**AIM OF THE EXERCISE:** Please tally how many lines in the entries below include the word "photo", giving only the number.

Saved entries
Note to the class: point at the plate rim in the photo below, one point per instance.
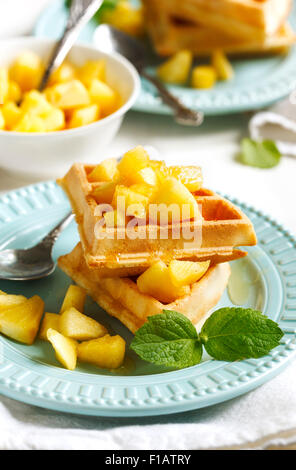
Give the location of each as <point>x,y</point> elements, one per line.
<point>183,392</point>
<point>213,103</point>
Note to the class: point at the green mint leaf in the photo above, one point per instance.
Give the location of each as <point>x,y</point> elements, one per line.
<point>168,339</point>
<point>232,334</point>
<point>259,154</point>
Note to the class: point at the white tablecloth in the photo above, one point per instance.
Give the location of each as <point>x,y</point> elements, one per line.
<point>262,418</point>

**OUTPUT:** 3